1968 song by Andrew Lloyd Webber and Tim Rice

"Any Dream Will Do" is a show tune written by Andrew Lloyd Webber and Tim Rice for the 1968 musical Joseph and the Amazing Technicolor Dreamcoat. It is generally the beginning and the concluding song of the musical, sung by the title character of Joseph.

The song has been sung by numerous performers. In 1969, it was released as the B-side of the 7-inch single "We Will Rock You" by child singer Christopher. This recording was produced by Andrew Lloyd Webber and Tim Rice, and arranged by Andrew Lloyd Webber. Max Bygraves released a popular version in 1972 which had another track from the show on the B-side "Close Every Door To Me". This may have been the most popular version released. Joe Cuddy's version was a number-one hit in Ireland in 1974. The song was voted Broadway Song of the Year in 1981, and won an Ivor Novello Award in 1991.

§ **RECORD EXCERPTS**:
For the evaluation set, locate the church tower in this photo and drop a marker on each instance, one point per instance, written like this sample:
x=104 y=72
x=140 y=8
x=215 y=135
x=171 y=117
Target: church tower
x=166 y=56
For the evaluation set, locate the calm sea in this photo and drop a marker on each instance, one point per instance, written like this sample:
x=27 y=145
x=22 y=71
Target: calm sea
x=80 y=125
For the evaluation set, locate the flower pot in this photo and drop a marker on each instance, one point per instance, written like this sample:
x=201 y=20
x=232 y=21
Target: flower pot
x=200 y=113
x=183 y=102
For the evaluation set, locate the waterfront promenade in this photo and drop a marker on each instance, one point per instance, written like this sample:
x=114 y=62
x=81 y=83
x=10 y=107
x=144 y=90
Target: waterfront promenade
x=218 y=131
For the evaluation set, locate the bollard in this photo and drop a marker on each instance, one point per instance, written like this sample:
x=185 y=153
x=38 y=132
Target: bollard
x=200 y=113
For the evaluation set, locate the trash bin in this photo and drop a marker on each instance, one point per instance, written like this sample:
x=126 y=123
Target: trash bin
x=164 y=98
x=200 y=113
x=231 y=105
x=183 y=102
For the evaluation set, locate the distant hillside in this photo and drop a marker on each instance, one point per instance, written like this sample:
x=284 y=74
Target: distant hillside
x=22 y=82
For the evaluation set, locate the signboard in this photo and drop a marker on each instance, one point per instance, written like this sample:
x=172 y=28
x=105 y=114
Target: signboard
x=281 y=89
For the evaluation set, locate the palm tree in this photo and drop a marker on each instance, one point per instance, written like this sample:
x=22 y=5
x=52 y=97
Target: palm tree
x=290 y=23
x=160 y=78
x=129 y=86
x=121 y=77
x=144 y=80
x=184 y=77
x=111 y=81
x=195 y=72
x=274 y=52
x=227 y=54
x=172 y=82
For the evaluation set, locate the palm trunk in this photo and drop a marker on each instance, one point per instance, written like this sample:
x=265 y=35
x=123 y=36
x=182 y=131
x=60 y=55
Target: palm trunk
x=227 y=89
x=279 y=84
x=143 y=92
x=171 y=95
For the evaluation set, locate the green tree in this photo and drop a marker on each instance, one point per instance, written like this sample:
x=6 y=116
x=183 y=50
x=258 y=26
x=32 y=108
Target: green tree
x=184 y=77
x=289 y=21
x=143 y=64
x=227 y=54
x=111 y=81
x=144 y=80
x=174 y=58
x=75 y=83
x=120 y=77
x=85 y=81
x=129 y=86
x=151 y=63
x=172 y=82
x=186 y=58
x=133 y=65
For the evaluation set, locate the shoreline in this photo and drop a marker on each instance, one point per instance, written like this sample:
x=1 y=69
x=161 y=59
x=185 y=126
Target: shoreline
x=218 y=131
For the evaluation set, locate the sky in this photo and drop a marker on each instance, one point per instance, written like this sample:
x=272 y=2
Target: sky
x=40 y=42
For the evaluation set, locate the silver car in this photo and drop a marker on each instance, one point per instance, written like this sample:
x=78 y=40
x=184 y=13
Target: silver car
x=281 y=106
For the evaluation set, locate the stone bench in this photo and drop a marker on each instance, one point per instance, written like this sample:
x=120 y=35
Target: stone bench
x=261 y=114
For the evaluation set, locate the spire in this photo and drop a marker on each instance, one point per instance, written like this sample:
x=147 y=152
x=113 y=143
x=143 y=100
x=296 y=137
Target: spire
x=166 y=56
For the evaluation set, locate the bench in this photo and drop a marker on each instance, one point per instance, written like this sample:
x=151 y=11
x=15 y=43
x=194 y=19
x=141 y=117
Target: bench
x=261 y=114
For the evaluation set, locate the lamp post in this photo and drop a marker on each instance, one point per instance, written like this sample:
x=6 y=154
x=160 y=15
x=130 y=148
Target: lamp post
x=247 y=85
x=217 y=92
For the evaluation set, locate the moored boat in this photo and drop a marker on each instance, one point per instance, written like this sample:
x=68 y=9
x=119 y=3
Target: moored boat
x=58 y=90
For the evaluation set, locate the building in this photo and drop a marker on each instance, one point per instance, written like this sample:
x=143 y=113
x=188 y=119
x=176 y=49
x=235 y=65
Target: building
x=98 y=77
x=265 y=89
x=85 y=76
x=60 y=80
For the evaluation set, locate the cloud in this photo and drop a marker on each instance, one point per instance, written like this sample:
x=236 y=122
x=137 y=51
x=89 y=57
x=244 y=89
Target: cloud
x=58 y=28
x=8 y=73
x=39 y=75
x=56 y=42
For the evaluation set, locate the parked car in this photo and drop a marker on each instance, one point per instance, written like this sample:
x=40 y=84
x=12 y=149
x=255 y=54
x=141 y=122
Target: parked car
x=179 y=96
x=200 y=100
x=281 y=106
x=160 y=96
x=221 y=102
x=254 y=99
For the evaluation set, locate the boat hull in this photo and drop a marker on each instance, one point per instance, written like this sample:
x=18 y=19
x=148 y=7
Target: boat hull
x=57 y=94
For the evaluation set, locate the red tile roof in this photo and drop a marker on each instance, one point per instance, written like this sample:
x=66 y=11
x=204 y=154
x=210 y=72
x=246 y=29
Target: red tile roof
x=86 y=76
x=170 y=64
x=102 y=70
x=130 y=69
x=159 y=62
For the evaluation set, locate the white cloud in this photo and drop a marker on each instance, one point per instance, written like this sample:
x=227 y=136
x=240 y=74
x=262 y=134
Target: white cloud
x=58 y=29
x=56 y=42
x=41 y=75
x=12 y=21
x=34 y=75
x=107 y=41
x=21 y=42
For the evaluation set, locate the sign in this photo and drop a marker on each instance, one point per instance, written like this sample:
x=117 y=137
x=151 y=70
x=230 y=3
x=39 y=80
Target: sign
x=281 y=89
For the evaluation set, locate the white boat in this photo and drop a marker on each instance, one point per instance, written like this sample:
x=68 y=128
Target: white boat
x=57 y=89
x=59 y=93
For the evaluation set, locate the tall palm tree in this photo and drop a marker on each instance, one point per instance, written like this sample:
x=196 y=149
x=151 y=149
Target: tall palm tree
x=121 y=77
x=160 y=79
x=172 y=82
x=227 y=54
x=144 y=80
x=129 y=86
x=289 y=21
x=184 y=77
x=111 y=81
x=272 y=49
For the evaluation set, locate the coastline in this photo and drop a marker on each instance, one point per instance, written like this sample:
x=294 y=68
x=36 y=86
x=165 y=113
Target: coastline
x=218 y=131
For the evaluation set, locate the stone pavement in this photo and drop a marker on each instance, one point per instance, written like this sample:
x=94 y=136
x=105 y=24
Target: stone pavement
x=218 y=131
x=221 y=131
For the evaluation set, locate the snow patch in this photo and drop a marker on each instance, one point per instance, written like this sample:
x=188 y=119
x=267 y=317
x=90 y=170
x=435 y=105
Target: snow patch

§ **GOAL OF THE EXERCISE**: Print, word for word, the part of the passage on "Any Dream Will Do" that starts at "1968 song by" and ends after "character of Joseph.".

§ **REPLY TO THE EXERCISE**:
1968 song by Andrew Lloyd Webber and Tim Rice

"Any Dream Will Do" is a show tune written by Andrew Lloyd Webber and Tim Rice for the 1968 musical Joseph and the Amazing Technicolor Dreamcoat. It is generally the beginning and the concluding song of the musical, sung by the title character of Joseph.